Rewrite all of the entries below, swapping "a dot per instance" for "one dot per instance" wherever it occurs and keeping everything else unchanged. Leave the pictures out of your answer.

** begin Exercise inputs **

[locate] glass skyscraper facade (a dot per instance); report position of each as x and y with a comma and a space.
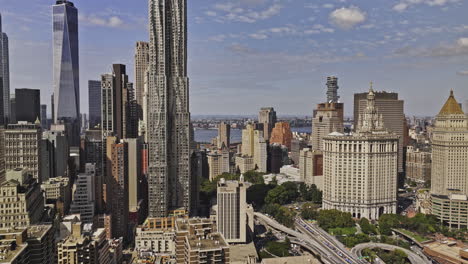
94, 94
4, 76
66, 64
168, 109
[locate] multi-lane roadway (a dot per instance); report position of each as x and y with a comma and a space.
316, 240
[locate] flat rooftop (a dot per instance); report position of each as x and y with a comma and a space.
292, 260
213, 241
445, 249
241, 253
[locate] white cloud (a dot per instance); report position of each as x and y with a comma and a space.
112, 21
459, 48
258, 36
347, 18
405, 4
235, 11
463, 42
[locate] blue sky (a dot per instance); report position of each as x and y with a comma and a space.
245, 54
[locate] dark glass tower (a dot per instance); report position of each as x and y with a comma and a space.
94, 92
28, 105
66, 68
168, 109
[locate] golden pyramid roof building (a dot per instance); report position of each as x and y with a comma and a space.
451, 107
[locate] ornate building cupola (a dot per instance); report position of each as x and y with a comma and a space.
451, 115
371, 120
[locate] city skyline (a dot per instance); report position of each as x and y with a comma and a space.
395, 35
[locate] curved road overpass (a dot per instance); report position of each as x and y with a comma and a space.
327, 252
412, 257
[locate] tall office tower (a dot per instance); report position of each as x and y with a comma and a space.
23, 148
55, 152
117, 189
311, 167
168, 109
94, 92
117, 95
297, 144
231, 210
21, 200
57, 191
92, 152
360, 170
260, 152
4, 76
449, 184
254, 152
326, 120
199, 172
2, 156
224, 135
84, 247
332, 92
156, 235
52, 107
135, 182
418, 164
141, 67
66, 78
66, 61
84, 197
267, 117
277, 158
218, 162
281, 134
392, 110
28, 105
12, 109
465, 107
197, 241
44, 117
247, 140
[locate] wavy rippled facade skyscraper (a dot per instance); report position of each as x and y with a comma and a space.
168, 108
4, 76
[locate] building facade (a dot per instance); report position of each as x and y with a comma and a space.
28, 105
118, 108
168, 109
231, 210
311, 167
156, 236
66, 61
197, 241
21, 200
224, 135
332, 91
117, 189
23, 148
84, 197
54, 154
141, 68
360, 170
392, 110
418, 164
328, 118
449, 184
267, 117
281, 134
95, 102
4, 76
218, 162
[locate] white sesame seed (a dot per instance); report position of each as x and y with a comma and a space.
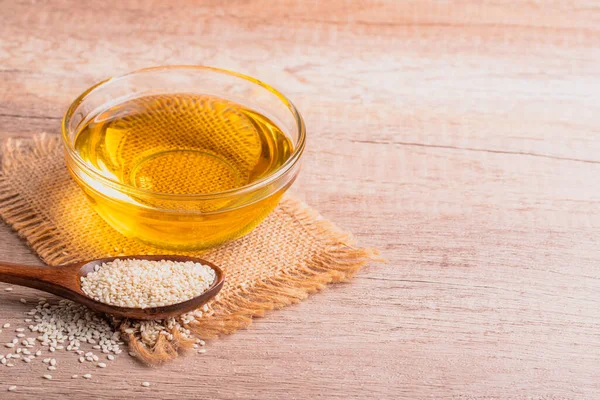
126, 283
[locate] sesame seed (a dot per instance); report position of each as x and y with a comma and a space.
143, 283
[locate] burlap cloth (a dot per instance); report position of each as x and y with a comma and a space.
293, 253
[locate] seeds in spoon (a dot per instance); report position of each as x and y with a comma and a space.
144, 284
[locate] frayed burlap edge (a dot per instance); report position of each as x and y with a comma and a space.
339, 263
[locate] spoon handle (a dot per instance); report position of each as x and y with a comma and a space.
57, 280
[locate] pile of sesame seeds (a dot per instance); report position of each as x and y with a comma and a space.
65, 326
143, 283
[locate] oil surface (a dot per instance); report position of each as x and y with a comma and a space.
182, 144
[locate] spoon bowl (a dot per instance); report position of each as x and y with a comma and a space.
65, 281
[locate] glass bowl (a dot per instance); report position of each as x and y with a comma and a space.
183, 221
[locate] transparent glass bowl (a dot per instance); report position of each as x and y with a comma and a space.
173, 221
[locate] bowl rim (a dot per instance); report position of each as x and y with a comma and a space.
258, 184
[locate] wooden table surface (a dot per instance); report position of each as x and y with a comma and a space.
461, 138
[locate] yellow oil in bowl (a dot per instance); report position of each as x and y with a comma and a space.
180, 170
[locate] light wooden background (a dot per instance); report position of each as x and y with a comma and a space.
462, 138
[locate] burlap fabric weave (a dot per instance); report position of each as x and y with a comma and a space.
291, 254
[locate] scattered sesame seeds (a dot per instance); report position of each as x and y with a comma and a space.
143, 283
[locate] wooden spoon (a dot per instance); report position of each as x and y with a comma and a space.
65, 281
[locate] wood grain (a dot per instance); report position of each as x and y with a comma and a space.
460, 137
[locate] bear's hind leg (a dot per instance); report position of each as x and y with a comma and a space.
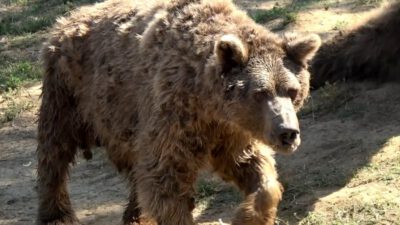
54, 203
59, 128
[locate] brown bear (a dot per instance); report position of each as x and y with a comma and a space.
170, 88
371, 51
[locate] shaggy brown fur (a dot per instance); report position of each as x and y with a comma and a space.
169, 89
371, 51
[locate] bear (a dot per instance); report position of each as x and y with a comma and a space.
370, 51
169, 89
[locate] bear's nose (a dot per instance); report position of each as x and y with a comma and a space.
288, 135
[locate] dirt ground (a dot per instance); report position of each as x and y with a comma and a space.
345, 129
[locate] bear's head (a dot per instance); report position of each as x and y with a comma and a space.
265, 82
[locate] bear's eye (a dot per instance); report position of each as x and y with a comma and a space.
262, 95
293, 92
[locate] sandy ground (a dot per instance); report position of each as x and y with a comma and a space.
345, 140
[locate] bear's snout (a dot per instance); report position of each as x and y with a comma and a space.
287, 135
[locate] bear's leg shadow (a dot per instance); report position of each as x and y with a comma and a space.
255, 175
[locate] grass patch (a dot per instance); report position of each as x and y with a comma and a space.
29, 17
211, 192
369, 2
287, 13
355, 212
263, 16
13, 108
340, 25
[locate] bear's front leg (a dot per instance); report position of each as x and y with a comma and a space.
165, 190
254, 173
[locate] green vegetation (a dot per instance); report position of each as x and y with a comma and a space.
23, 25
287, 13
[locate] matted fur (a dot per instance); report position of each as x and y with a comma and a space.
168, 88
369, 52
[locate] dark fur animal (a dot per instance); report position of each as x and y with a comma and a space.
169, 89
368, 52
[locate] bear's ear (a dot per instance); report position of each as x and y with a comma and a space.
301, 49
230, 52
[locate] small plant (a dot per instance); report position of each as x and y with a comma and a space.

** end Exercise inputs **

### Exercise result
[locate] glass skyscraper facade (one dot per instance); report position of each as x and y with a comma and a space.
94, 94
4, 76
66, 64
168, 109
[locate] multi-lane roadway (one dot per instance); report position of each as x and y with a comma and a space.
316, 240
[locate] flat rooftop (one dot per instance); report position of each as x and y with a comma and a space.
292, 260
213, 241
445, 249
241, 253
[locate] white cloud (one dot per instance); report position of each as x and y with a comma and a space.
112, 21
459, 48
258, 36
347, 18
405, 4
235, 11
463, 42
[locate] blue sky (one dot per instance); report position of each as x and y with a comma and a space.
245, 54
[locate] dark glass tower (one dot per instance); report position of each as x and y with a comma and a space.
94, 92
28, 105
66, 68
168, 109
[locate] golden pyramid roof building (one dot per instance); report position of each as x and y with a comma and a space.
451, 107
[locate] ornate building cupola (one dot per instance); report position of each as x and y with a comma and a space.
451, 115
371, 120
[locate] city skyline (one dot per instance); report position of each as x and y with a comma and a space.
395, 35
[locate] curved road overpass (one dot per instance); report position of each as x and y with a comma and a space.
327, 252
412, 257
[locate] tall office tower (one dot per instance); report position of each as x and y with a comma and a space.
23, 148
55, 152
117, 189
311, 167
168, 109
94, 92
117, 95
297, 144
231, 210
21, 200
57, 191
92, 152
360, 170
260, 152
4, 76
449, 184
254, 152
326, 120
199, 172
2, 156
224, 135
84, 247
332, 92
156, 235
52, 107
135, 182
418, 164
141, 67
66, 78
66, 61
84, 197
267, 117
277, 158
218, 162
281, 134
392, 110
28, 105
12, 109
465, 107
197, 241
44, 117
247, 140
[locate] wavy rippled facade skyscraper (one dot per instance); report position of each as x and y with a comma and a space.
168, 108
4, 76
[locate] building facade (one dot per instance); report position of each as x and y with a comma and a space.
28, 105
118, 108
168, 109
231, 210
311, 167
156, 236
66, 61
197, 241
21, 200
224, 135
332, 91
117, 189
23, 148
84, 197
54, 154
141, 68
360, 170
392, 110
418, 164
328, 118
449, 184
267, 117
281, 134
95, 102
4, 76
218, 162
[locate] white sesame seed (one dot per instance); report position of each as x and y with a comma and a space.
126, 283
[locate] sesame seed (one dot per instance); report position of each as x and y with a comma and a space.
143, 283
[locate] burlap cloth (one dot per instance); report position of each as x and y with a comma and a space.
293, 253
[locate] seeds in spoon (one dot per instance); report position of each as x and y with a comma and a space.
144, 284
[locate] frayed burlap edge (one dot per instance); report position of each as x and y with a comma and a space.
339, 263
[locate] spoon handle (one dot per instance); report position of each as x and y with a comma and a space.
57, 280
[locate] pile of sesame seeds (one dot per instance); report position of each as x and y with a comma and a space.
65, 326
143, 283
[locate] oil surface (one dot per instance); report position of each as x and y with a comma and a space.
182, 144
[locate] spoon bowl (one dot per instance); report position of each as x and y with a comma and a space.
65, 281
[locate] glass bowl (one dot per instance); report position of each as x and y with a comma and a space.
183, 221
[locate] transparent glass bowl (one dot per instance); report position of each as x and y with a comma and a space.
173, 221
[locate] bowl rim (one dot per instance); report position of each as x and y with a comma and a space.
258, 184
[locate] wooden table surface (one dot per instance); report position of each as x and y with a comma and a space.
461, 138
[locate] yellow oil in bowl (one dot per instance); report position of each as x and y with a comma and a space.
180, 170
[locate] light wooden background (one dot per instance); report position of each as x and y with a comma and a space.
462, 138
[locate] burlap fabric weave (one dot per instance); report position of each as x and y with a comma and a space.
291, 254
[locate] scattered sesame seeds (one dot per instance); report position of each as x and y with a comma and a space.
143, 283
[locate] wooden spoon (one dot per instance); report position of each as x and y with a comma and a space.
65, 281
[locate] wood grain (one dot per instance); report position of each as x and y with a comma and a space.
460, 137
[locate] bear's hind leg (one dot per instance); report position of each as x and y with a comma and a space.
54, 203
59, 128
[locate] brown bear (one dot per instance); report position of each as x and y with a comma and a space.
170, 88
371, 51
[locate] shaggy brown fur (one dot per instance); report position of each as x and y with a comma and a space.
169, 89
371, 51
[locate] bear (one dot per instance); report position of each as x and y with a comma and a space.
370, 51
169, 89
[locate] bear's nose (one dot per instance); report position of each as x and y with a comma and a space.
288, 135
[locate] dirt ground (one dot per instance); report position of each as x and y with a comma and a space.
345, 129
[locate] bear's head (one dot per instance); report position of each as x and y with a comma and a space.
265, 82
[locate] bear's eye (one dot per instance); report position of each as x and y with a comma and a space.
262, 95
293, 92
[locate] sandy ground (one dot per instance); report position of each as x and y with a comma and a space.
345, 140
[locate] bear's snout (one dot per instance); report position of each as x and y with a comma and a space.
287, 135
[locate] bear's leg shadow (one dot per instance); report position of each as x and y with a comma and a space.
255, 175
[locate] grass patch (one dot per instance); report position of each as x and y with a comma and a space.
29, 17
211, 192
369, 2
287, 13
355, 212
263, 16
13, 108
340, 25
[locate] bear's front leg (one dot per instance); report position of each as x and y with a comma and a space.
165, 190
254, 173
[locate] green vegetation (one dot per instance); report position of each as x and y with a comma and a space.
23, 25
287, 13
[locate] matted fur (one dot per instance); report position of each as x and y with a comma and a space.
168, 88
369, 52
[locate] dark fur animal (one dot per instance); report position of each as x and y with a comma and a space.
169, 89
368, 52
[locate] bear's ear (one dot per instance); report position of each as x and y with a comma and a space.
301, 49
230, 52
[locate] small plant (one dot per instance); report position of each as x and y with a comma and a space.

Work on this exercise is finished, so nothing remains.